Given text.
·····

The attention-enhanced feature is then projected into a candidate residual. Meanwhile, a spatial gate is generated from the basic fused feature, the shared prefiltered representation, and the differential prefiltered representation to constrain where the candidate residual should be injected:

G_{s} = Ψ_{g} ([F_{3}^{f}, F_{pref}^{r} + F_{pref}^{i}, |F_{pref}^{r} - F_{pref}^{i}|]) .

(14)

Under the joint modulation of the spatial gate and a global gain, PCSR performs a controlled correction on the basic fused feature. The final injected residual is

R_{attn} = G_{s} ⊙ Φ (F_{attn}),

(15)

where

Φ (\cdot)

denotes a lightweight projection used to generate the candidate residual. The refined feature is then obtained as follows:

{\tilde{F}}_{3}^{f} = F_{3}^{f} + g_{attn} R_{attn},

(16)

where

g_{attn}

is a learnable global gain controlling the residual injection strength. Through this gated residual injection mechanism, reliable complementary information is directed to spatial locations that require local enhancement while the original fused representation remains stable.

In summary, PCSR does not regenerate a new global fusion result. Instead, it injects reliable cross-modal complementary evidence into the existing fused feature in a constrained local manner, thereby enhancing small-object-related responses more effectively.

3.4. Detection Head and Optimization Objective

After SIM-PCSR processing, the model obtains the key-layer enhanced fused feature

{\tilde{F}}_{3}^{f}

, which is sent together with the fused features from the other scales to the subsequent PAN-FPN and multi-scale detection head for classification and bounding box regression. The proposed modification focuses on key-layer complementary enhancement and does not redesign the detection head or the training objective. To ensure that the performance gain can be attributed mainly to the module design rather than changes in training strategy, the detection head, loss formulation, and overall training pipeline are kept consistent with the baseline model. We follow the standard YOLOv8 detection objective, where the training loss consists of the classification loss

L_{cls}

, bounding box regression loss

L_{box}

, and distribution focal loss

L_{dfl}

[24,28]:

L = L_{cls} + L_{box} + L_{dfl} .

(17)

·····

Records.
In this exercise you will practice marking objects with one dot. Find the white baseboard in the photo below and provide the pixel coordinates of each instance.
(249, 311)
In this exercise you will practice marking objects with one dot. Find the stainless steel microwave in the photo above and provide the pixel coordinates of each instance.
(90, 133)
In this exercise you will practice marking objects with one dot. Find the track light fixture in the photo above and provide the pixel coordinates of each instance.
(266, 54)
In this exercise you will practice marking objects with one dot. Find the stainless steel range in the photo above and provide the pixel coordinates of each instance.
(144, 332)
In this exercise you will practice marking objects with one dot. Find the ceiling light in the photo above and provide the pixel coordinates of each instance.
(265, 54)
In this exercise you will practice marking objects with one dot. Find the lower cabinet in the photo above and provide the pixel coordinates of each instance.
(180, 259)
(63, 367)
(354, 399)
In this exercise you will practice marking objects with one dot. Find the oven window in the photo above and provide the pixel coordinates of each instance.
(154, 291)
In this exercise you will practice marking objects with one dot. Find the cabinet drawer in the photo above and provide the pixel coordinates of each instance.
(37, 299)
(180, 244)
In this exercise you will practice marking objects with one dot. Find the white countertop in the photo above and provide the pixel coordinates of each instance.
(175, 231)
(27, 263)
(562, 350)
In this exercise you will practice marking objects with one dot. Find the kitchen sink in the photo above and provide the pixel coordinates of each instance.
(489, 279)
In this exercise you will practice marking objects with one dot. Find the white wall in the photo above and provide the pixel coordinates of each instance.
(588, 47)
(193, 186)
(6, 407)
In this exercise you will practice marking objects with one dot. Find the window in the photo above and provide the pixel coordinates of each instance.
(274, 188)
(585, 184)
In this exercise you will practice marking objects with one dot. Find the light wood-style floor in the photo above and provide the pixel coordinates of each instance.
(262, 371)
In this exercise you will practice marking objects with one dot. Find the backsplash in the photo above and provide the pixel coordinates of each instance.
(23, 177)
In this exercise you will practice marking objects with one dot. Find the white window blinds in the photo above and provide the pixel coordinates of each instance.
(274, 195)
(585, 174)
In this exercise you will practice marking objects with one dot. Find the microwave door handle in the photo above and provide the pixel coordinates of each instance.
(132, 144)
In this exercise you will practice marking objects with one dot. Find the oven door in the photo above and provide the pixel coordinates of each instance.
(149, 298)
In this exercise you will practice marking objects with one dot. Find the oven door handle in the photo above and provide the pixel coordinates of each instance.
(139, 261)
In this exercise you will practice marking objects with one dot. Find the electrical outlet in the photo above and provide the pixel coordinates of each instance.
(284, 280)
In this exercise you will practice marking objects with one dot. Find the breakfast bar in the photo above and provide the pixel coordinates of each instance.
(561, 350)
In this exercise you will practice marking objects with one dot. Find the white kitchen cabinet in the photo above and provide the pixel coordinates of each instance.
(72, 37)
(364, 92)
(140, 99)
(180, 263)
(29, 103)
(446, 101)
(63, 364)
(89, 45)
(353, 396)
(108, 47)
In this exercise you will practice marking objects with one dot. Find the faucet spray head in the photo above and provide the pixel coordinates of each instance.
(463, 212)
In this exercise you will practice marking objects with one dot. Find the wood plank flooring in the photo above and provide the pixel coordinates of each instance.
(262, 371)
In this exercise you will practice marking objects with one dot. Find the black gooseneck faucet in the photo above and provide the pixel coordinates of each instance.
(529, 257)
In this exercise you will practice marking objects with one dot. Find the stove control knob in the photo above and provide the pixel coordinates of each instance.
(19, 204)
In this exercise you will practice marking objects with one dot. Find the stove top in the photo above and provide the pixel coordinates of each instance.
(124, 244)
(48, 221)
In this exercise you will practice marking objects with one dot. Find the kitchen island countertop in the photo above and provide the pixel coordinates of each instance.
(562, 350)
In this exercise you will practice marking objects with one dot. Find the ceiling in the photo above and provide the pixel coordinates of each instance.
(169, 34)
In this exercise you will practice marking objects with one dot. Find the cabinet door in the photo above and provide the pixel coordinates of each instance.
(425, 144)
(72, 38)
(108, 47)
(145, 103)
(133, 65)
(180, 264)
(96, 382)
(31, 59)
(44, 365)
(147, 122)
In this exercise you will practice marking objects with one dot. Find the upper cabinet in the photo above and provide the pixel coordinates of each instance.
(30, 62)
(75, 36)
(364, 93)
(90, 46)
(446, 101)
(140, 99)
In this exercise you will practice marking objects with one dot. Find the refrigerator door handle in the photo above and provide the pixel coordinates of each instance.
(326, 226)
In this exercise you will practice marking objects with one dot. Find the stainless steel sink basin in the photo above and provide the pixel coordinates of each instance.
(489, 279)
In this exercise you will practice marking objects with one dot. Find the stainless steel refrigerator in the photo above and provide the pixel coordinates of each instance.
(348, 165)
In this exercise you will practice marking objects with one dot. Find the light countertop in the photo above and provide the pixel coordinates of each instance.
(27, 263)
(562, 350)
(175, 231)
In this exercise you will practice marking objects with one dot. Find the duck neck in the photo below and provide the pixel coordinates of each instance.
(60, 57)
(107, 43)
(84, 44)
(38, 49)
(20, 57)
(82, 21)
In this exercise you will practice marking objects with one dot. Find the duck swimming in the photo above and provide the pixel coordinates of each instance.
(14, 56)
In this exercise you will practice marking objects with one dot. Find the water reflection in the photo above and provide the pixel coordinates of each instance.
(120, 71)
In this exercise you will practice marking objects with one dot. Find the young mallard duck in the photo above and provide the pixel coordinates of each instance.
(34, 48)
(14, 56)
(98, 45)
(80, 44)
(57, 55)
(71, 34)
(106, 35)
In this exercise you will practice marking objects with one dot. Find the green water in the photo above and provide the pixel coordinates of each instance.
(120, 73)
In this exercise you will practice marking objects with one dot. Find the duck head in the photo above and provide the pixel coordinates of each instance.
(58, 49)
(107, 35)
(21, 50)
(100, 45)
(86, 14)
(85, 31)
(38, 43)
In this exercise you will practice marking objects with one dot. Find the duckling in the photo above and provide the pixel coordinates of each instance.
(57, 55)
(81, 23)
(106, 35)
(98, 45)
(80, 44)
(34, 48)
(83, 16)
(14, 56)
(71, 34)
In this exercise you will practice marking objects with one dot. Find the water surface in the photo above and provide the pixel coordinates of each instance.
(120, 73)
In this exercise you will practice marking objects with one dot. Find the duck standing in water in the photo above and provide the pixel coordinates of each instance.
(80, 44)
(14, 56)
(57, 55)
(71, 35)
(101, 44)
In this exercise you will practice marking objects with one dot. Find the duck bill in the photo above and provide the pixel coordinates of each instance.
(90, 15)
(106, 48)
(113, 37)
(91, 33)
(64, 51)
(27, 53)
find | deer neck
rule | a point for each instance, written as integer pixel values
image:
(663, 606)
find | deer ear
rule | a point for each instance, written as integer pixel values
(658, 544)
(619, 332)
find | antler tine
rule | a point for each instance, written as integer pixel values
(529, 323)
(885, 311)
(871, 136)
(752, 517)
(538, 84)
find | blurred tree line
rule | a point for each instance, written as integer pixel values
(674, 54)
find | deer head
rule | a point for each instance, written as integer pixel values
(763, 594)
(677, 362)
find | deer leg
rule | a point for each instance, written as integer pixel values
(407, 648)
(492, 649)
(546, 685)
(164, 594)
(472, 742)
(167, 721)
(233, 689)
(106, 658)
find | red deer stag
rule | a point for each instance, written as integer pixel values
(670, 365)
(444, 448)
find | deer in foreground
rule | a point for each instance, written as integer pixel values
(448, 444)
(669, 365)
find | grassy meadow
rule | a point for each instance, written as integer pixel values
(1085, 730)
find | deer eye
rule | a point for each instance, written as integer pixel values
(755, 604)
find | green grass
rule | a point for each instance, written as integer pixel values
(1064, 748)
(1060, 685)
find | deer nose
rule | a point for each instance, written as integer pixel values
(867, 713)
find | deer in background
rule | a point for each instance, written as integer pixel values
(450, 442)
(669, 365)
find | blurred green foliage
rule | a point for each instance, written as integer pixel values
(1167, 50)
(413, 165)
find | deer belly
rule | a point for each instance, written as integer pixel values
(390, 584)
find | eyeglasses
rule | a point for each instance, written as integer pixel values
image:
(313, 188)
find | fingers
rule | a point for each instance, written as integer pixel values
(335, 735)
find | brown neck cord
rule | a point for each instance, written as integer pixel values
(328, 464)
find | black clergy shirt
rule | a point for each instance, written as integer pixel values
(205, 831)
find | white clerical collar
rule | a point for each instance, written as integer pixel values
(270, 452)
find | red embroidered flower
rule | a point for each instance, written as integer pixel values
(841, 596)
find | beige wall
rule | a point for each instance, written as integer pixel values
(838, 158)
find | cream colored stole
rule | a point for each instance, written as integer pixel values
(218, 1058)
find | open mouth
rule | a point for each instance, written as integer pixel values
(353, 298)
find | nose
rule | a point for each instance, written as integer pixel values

·····

Goals.
**1)** From the passage on PCSR, reproduce the text that begins at the words "In summary, PCSR" and stops after the words "responses more effectively.".
**2)** Name every loss term that makes up the training loss in the passage on PCSR.

The results.
**1)**
In summary, PCSR does not regenerate a new global fusion result. Instead, it injects reliable cross-modal complementary evidence into the existing fused feature in a constrained local manner, thereby enhancing small-object-related responses more effectively.

**2)** Classification loss (L_cls), bounding box regression loss (L_box), and distribution focal loss (L_dfl).